Point labeling examples:
☆ ☆ ☆ ☆ ☆

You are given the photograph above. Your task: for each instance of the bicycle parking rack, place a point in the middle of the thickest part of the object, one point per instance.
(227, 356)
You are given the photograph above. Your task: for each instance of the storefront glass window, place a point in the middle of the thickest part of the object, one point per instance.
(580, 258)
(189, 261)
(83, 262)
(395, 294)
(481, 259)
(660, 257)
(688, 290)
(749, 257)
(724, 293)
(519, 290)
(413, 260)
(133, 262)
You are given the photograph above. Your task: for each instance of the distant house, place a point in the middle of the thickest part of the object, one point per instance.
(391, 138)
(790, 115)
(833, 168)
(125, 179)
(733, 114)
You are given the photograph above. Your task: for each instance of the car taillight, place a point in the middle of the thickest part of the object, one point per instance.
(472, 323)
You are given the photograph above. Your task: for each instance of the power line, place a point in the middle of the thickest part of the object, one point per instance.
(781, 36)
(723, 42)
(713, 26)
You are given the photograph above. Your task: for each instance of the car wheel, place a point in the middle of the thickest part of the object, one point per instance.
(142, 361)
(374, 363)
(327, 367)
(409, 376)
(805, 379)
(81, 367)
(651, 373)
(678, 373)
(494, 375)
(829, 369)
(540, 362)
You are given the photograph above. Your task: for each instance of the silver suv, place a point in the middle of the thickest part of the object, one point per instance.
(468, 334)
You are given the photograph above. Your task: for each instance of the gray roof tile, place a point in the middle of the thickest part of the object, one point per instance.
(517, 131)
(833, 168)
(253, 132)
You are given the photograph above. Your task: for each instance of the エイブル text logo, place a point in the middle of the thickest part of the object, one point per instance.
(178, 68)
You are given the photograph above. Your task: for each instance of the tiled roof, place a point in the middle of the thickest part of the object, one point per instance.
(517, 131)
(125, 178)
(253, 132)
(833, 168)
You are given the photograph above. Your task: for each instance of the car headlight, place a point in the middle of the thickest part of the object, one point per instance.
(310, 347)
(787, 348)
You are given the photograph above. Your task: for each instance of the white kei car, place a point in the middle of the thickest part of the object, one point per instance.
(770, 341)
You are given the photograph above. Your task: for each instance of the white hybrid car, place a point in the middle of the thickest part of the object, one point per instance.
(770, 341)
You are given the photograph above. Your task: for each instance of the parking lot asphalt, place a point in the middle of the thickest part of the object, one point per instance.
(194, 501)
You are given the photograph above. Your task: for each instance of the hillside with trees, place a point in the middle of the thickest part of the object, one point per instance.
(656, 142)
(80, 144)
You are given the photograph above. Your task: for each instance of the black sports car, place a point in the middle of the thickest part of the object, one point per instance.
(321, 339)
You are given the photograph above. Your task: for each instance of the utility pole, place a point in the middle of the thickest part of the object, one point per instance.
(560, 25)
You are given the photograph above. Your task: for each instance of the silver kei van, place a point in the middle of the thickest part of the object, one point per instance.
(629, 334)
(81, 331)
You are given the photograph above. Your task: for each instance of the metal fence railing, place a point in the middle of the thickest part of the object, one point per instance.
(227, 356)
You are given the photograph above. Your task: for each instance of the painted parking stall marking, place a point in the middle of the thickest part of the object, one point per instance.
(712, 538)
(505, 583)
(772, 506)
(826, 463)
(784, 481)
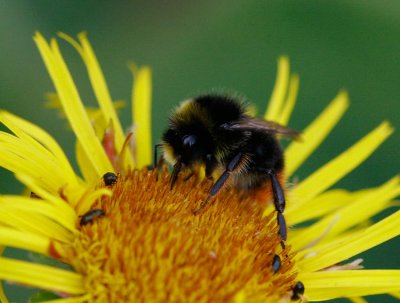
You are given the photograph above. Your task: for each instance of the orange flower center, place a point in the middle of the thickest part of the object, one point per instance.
(150, 247)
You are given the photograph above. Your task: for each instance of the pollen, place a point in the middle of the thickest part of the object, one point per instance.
(150, 247)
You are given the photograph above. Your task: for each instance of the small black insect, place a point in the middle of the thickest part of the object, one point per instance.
(276, 263)
(92, 214)
(298, 291)
(216, 131)
(110, 178)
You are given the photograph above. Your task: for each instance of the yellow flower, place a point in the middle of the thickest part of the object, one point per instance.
(144, 244)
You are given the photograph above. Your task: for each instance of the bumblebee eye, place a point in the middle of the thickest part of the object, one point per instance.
(189, 140)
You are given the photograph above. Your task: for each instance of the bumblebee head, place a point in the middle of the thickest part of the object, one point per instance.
(187, 148)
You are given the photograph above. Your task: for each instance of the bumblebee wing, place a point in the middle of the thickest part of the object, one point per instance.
(270, 127)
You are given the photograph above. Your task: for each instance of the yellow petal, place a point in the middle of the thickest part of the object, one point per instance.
(327, 285)
(72, 104)
(334, 170)
(85, 166)
(41, 140)
(278, 96)
(325, 203)
(358, 300)
(372, 236)
(290, 100)
(298, 151)
(99, 85)
(345, 218)
(41, 276)
(24, 240)
(141, 100)
(80, 299)
(3, 298)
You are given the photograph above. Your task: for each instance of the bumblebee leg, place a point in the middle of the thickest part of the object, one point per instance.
(279, 202)
(232, 165)
(156, 155)
(175, 172)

☆ ☆ ☆ ☆ ☆

§ **Task requirements**: The entries above should be reproduced exactly, without their pictures.

§ **Worked solution**:
You are given the photograph above. Your task: for each instance of the bicycle parking rack, place a point in the middle of the thickest part of the object, one point per instance.
(227, 356)
You are given the photograph above. Your task: for each instance of the storefront glass window, place a point in the middle of the thickest part of the object, one point per instance.
(580, 258)
(189, 261)
(83, 262)
(395, 294)
(481, 259)
(660, 257)
(688, 290)
(749, 257)
(724, 293)
(519, 290)
(413, 260)
(133, 262)
You are given the photograph above. Your task: for each instance of the distant house, place a point in the middle of the thickest part of the object, one point per instance.
(391, 138)
(790, 115)
(833, 168)
(125, 179)
(733, 114)
You are given the photograph above. Your task: for each instance of the car taillight, place a point in the middle of the thickest part of the object, one point per instance.
(472, 323)
You are given the photograph above. Your task: for each instance of the power line, place a point in the middle of the thickest part of the object, one point per instance.
(781, 36)
(723, 42)
(713, 26)
You are given the photograph above. Your task: for each instance of the car wheel, place a point in the middle of the thickest part of the object, one point per instance.
(142, 361)
(374, 363)
(327, 367)
(409, 376)
(805, 379)
(81, 367)
(651, 373)
(678, 373)
(494, 375)
(829, 369)
(540, 362)
You are given the photograph above. Your task: for each instance of the silver suv, place a point in the middle of the thickest part of the object, one point per instance.
(468, 334)
You are given the photograph above. Your task: for each instance of the gray roof tile, place a point in the middle of the thickest part of the object, one point per instance.
(517, 131)
(833, 168)
(253, 132)
You are given the photograph above. Your task: for each instance of the エイブル text logo, place a point in the middle of the thickest part of the object, one point per instance.
(178, 68)
You are given the photograph above. Your task: for each instance of the tiled roof, place a point in the middle of the thickest part of the object, one point per instance.
(517, 131)
(125, 178)
(253, 132)
(833, 168)
You are given the photograph above. Your task: for each instance of the car headlight, place a point in the middle of the thickest part of the object, one point per instance.
(310, 347)
(787, 348)
You are given the photograph above. Your task: for each instance of the white kei car, place a point in the middle of the thickest part of the object, one point per instance.
(770, 341)
You are given the photograph above. Your task: for each instance of the white hybrid car, place a point in the middle of the thickest part of the object, one point per instance.
(770, 341)
You are given the photograph above. Your task: for each instance of the parking lot asphalt, place a point in the middle of the thickest part of the object, one point per instance.
(194, 501)
You are given the photograph above. Your task: for each instance of the hillside with trees, place a point in the middle of the thickest part of the object, one point per instance.
(656, 142)
(80, 144)
You are given the photograph above. Your task: for each instance of the black sports car, place a point in the middle of the thickest part of the object, one point per instance.
(321, 339)
You are given the photograph above. Your task: for each instance of the utility pole, place a point in the middle of the thickest part of the object, one point per instance.
(560, 25)
You are given the photograph above. Your task: for each instance of the silver kei van, place a point in the middle of the thickest part of the object, one point per instance.
(629, 334)
(81, 331)
You are given the photograph above. Your task: for each instance of the metal fence railing, place a point in the middle of the thickest part of the object, one point per instance.
(227, 356)
You are given the photograph above. Your task: for each instance of the painted parking stall marking, place a point in the middle of the thickest part of the object, one point per instance.
(712, 538)
(505, 583)
(772, 506)
(826, 463)
(784, 481)
You are given the photograph above. Your task: for each instance of the orange flower center, place a point in the middle of the thickest part of the object, one point per instance.
(150, 247)
You are given the photograph above. Your task: for each instance of the pollen, place a point in the middle of the thickest part of the object, one point per instance.
(150, 247)
You are given the photograph above. Your task: for each instance of the small black insect, place a point in the middle of the thickest part of the object, one point per instance.
(276, 263)
(92, 214)
(298, 291)
(216, 131)
(110, 178)
You are given the photograph above. Your task: for each instance of the yellow flower, place a point in the middle of the thickest part of the object, one point per instance.
(144, 244)
You are given the photograph above. Your task: for each instance of the bumblebee eye, place a point in the middle of the thickest part of the object, one point per instance.
(189, 140)
You are given the photograph above. Your task: for each instance of the bumblebee head, place a point in the middle of the thickest part of the object, one point per instance.
(187, 148)
You are given the photograph above. Your task: for each instance of the bumblebee wing, place a point in the middle of the thickest part of the object, one point per instance.
(270, 127)
You are given the photograph above. Your task: for each instance of the yellow petal, place a point in the middle of the thickest part of the object, one point per instance.
(327, 285)
(72, 104)
(334, 170)
(85, 166)
(41, 140)
(278, 96)
(325, 203)
(358, 300)
(372, 236)
(290, 100)
(298, 151)
(99, 85)
(345, 218)
(41, 276)
(24, 240)
(141, 100)
(80, 299)
(3, 298)
You are given the photograph above. Your task: for each instance of the bumblebee leg, place a point in the middle of the thickest part of the object, one point per instance.
(279, 202)
(232, 165)
(156, 155)
(175, 172)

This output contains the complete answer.